The symbolism of the church: the church exterior and interior.
II. Main body: The symbolism of the church
The church exterior
The shape of the church
Types of the Cross
The symbolism of Christian victory
The sign of the cross
The church interior
There is a very interesting and useful tradition in our classical gymnasium to visit different Orthodox places in our country and even abroad. During these trips our students understand how rich the Orthodox culture is. They see churches – they were constructed by outstanding artists; they learn the names of the great Orthodox theologians of the past. What kind of people were they? Can we see their images in our church in Electrostal? Who built our temples? What do we people believing in GOD know about the Symbolism of the Orthodox Church, the Church exterior and interior? Whom do we call «father» in church and why? To answer all these and a lot of such questions is the aim of our work. We tried to give some information about definite problems and to connect it with our town orthodox life, our churches-particularly St. Andrei Rublyov church. We read a lot of useful and rather difficult literature, that is why we used special dictionaries and learnt a lot of new words and phrases. We translated texts from Russian into English, and from English into Russian. And made this work based on our new knowledge.

-- -- --

Given exercise 1:
Answer these questions from the text on church symbolism:
(a) Which church in their town do the authors name in particular?
(b) What did they use to cope with the difficult literature?
(c) Between which two languages did they translate texts?
Given exercise 2:
Say whether each statement agrees with the text on church symbolism. Answer yes or no and quote the words that decide it.
(a) The gymnasium's trips go only to Orthodox places inside the country.
(b) The students found the literature they read easy.
(c) The students translated texts from English into Russian.
The entries that follow have no connection to the text on church symbolism.

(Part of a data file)
-- -- --

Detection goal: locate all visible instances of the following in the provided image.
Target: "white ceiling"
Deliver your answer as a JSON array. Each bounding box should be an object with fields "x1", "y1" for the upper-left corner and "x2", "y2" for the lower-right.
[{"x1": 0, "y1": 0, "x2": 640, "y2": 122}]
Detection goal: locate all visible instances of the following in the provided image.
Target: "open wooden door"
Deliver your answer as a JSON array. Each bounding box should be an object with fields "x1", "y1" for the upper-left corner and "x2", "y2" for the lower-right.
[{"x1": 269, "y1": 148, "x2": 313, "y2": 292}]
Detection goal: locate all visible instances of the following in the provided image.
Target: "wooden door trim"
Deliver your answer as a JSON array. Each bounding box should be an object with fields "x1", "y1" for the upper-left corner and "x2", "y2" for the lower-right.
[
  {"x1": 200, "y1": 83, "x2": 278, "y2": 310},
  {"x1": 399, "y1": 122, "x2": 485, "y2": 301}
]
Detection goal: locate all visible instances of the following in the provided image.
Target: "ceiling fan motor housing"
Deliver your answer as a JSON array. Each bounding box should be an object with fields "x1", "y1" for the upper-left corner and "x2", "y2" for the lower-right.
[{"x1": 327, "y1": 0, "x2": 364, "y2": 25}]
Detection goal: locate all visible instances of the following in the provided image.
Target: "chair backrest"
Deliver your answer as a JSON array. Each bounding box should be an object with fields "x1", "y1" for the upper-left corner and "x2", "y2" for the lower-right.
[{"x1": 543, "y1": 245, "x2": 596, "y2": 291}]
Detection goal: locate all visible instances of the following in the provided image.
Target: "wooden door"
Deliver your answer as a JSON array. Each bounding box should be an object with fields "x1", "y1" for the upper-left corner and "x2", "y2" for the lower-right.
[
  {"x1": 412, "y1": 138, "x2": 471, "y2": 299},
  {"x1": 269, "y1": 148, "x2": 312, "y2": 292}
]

-- -- --

Output 1:
(a) St. Andrei Rublyov church
(b) Special dictionaries
(c) Russian and English, in both directions

Output 2:
(a) No: "to visit different Orthodox places in our country and even abroad"
(b) No: "We read a lot of useful and rather difficult literature"
(c) Yes: "We translated texts from Russian into English, and from English into Russian."